<<<<
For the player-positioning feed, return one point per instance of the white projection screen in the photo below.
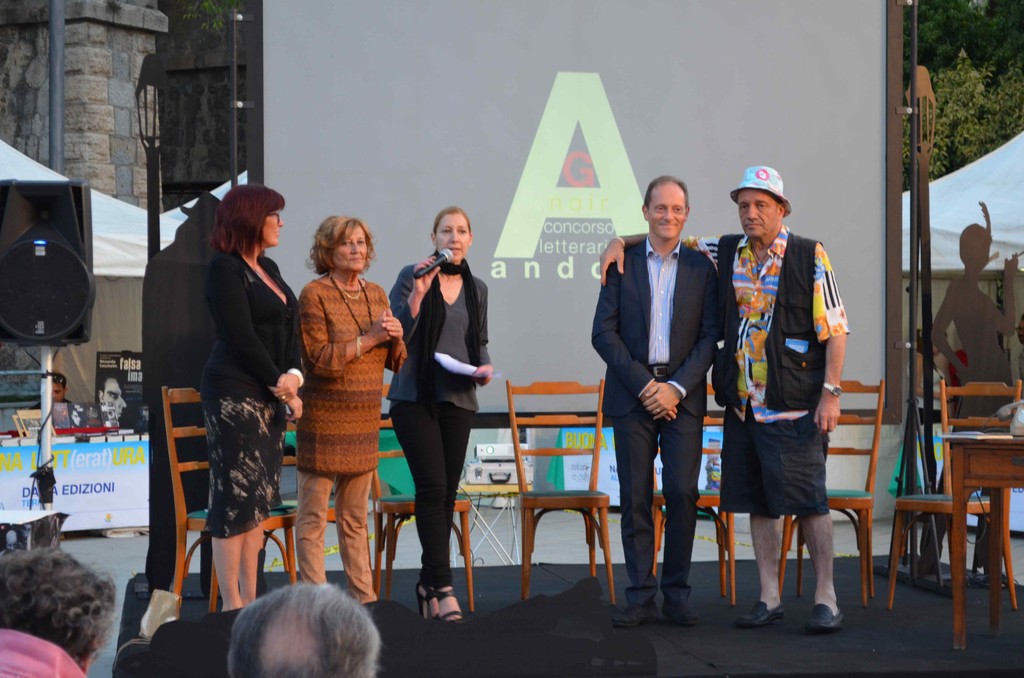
(546, 119)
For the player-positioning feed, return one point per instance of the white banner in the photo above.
(99, 484)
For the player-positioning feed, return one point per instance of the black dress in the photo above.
(245, 423)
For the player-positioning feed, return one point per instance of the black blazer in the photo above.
(622, 325)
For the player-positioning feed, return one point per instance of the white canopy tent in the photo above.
(996, 179)
(119, 256)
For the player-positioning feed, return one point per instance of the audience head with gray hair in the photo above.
(48, 594)
(304, 630)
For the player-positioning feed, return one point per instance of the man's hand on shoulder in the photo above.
(615, 253)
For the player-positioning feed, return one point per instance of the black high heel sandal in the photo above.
(424, 599)
(454, 616)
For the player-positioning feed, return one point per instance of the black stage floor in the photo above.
(564, 630)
>>>>
Write out every entry above again, request lines included, shifting each coordinate in the answer points up by 118. Omit the pictures.

OUTPUT BELOW
For the player-positioning feed, return one point per instance of the white projection screen in the photo below.
(664, 237)
For the player-positioning feed, return one point per instance of the white banner in the photo above.
(217, 602)
For the player-positioning feed, return one point per instance of the black dress in the photo above.
(363, 541)
For the player-positioning feed, return one point per instance of the black blazer in the photo above.
(740, 443)
For the player-positioning feed, return one point per instance of the white canopy tent in the photo above.
(1114, 297)
(237, 374)
For the player-positioning feed, return one point per instance of the audience head with gray hair in the photo above.
(166, 712)
(422, 748)
For the player-positioning feed, return one point per instance of the man's hand on shoulder in the photo above.
(733, 371)
For the player-positioning feed, return one point per instance of the black high heel sandal in the photo above.
(542, 717)
(572, 734)
For the player-positioning feed, return one point per instance of the black stage floor in the photo above.
(682, 748)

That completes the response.